» Supplied records:
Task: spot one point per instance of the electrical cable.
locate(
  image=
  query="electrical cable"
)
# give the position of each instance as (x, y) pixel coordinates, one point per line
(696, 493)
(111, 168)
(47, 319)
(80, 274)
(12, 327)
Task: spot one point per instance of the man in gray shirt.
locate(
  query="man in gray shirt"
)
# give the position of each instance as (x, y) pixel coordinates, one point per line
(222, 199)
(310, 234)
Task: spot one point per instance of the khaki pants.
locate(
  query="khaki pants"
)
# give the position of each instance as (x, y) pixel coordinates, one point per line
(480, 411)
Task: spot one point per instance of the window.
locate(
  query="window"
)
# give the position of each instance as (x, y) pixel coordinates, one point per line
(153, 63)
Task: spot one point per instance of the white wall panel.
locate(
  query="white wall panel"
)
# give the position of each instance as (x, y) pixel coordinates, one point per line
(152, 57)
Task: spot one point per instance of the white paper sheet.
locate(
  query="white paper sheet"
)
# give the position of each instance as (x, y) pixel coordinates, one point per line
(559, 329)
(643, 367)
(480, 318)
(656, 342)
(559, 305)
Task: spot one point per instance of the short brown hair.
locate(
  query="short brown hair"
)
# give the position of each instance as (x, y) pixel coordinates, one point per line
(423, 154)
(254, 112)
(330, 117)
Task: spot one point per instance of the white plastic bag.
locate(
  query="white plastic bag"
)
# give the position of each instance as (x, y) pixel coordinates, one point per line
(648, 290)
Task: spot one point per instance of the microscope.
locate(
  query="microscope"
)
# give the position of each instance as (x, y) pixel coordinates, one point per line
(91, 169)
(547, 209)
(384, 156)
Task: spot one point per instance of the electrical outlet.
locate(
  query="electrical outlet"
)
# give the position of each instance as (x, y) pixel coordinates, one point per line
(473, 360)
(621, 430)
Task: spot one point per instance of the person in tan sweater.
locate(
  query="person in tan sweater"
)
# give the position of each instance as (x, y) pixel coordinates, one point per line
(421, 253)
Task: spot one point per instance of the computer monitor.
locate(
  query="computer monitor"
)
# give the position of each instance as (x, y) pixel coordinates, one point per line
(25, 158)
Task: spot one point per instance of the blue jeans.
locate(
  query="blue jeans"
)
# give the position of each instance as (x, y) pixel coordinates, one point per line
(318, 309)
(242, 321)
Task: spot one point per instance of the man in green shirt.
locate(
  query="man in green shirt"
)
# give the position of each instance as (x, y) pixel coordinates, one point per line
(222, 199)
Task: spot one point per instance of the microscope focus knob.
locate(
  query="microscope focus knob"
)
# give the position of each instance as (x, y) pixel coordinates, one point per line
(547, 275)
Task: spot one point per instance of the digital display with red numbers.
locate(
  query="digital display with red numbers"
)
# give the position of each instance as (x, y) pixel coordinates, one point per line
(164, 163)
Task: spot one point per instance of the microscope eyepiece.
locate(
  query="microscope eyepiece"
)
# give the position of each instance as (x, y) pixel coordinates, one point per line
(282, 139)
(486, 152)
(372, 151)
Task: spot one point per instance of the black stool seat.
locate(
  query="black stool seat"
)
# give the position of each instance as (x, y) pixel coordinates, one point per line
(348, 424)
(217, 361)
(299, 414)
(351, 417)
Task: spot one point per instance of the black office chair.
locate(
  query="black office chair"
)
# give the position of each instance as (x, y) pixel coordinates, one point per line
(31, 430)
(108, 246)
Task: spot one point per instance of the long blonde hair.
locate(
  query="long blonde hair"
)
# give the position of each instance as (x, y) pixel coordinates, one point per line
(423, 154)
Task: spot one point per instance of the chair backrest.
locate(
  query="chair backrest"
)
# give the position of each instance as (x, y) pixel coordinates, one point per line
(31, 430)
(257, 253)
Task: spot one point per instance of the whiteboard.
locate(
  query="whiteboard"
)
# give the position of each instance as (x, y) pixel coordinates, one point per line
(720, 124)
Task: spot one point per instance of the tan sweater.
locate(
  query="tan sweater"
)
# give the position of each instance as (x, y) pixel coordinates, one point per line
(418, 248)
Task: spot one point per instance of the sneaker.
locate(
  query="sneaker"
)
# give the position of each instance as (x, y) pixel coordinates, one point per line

» To do: Extract the whole listing, character for character.

» Solution for this task:
Task: spot one point per instance of the electrical cable.
locate(
  image=
  query="electrical cable"
)
# give the position of each instance as (x, y) pixel coordinates, one point per line
(696, 493)
(111, 168)
(47, 319)
(80, 274)
(12, 327)
Task: spot one point per instance of the man in gray shirt.
locate(
  query="man in gray shirt"
)
# give the position of each instance as (x, y) pixel coordinates, one point per line
(222, 199)
(310, 234)
Task: spot one point per instance of the khaki pants.
locate(
  query="khaki pants"
)
# give the position of each instance as (x, y) pixel coordinates, one point per line
(480, 411)
Task: spot one point per instance of the window.
locate(
  query="window"
)
# give the position of each instance as (x, y) pixel coordinates, one point per line
(153, 63)
Task: spot one point per instance of the white wall panel.
locate(
  query="white wall panel"
)
# give the position of each instance as (x, y) pixel coordinates, one point per line
(152, 57)
Task: spot one point per instance of the white paper sheet.
locate(
  query="white paper sheet"
)
# give the position of each instance as (x, y) pixel coordinates, one point per line
(559, 329)
(643, 367)
(480, 318)
(656, 342)
(559, 305)
Task: spot one point per instance of the short brown hair.
locate(
  query="short brown hair"
)
# give the position of each instance as (x, y) pixel coordinates, one point per line
(423, 154)
(254, 112)
(330, 117)
Task: spot one point per instance of the white plastic bag.
locate(
  query="white plastic bag"
)
# give the position of each instance as (x, y) pixel coordinates, one point per line
(648, 290)
Task: spot one point per instance of the microscope.
locate(
  query="microscope"
)
# give the position of each instance as (x, y) pixel coordinates, one point per line
(91, 169)
(547, 209)
(384, 156)
Task: spot one point per instance of the electrical outlet.
locate(
  query="electrical outlet"
)
# give the position of each instance as (x, y) pixel coordinates, one point per line
(473, 360)
(621, 430)
Task: spot one point per instance of the person in tan sweater.
locate(
  query="person in tan sweater"
)
# give the position of each instance as (x, y) pixel coordinates, one point per line
(421, 253)
Task: spot one point per instance of the computer monitor.
locate(
  query="computer monitor"
)
# give the position of each instance as (x, y) pixel coordinates, one point per line
(25, 158)
Task: spot one point per instance of the blue jeans.
locate(
  query="blue jeans"
)
# give the position of each instance as (x, y) pixel coordinates, one point per line
(318, 309)
(242, 321)
Task: spot one point per instance of the man in green shirt.
locate(
  query="man in green shirt"
)
# give the position of each instance as (x, y) pixel coordinates, one point per line
(222, 199)
Task: spot one point per instance of the microscope focus knob.
locate(
  query="microscope focus knob"
)
# give the position of each instance as (x, y) pixel coordinates, one point per line
(547, 275)
Task: spot one point per instance of the digital display with red numbers.
locate(
  query="digital display with red numbers"
)
# give the position of each instance as (x, y) pixel coordinates, one point per line
(164, 163)
Task: spot one point per instance of the microscope eyepiece.
locate(
  query="microscope eyepiece"
)
# give the position of each instance as (x, y) pixel coordinates, one point per line
(282, 139)
(486, 152)
(372, 151)
Task: spot one point per instance of the black stool seat.
locate(
  query="black stool seat"
)
# give the position of each instance as (x, y) pixel coordinates, one point per line
(348, 424)
(217, 361)
(299, 414)
(351, 417)
Task: spot one point per instance of the black office chair.
locate(
  query="black office chair"
)
# give the position of each instance as (x, y) pixel coordinates, one point per line
(31, 430)
(108, 246)
Task: spot one point per instance of the long blonde hair.
locate(
  query="long blonde hair"
)
# give the position of each instance as (x, y) pixel coordinates, one point per line
(423, 154)
Task: spot one point per instance of the chair backrest.
locate(
  query="chair backrest"
)
# give the position of each instance as (x, y) pixel coordinates, one point per line
(31, 430)
(257, 253)
Task: spot one point per instance of the whiteboard.
locate(
  query="whiteboard"
)
# give the position of each instance as (x, y) pixel coordinates, one point per line
(720, 124)
Task: spot one point per instance of the tan sweater.
locate(
  query="tan sweater"
)
# give the position of each instance as (x, y) pixel coordinates, one point per line
(418, 248)
Task: spot one point per instance of the sneaker.
locate(
  query="sneaker"
)
# give the position of each instance as (x, y) pixel coordinates, one point per line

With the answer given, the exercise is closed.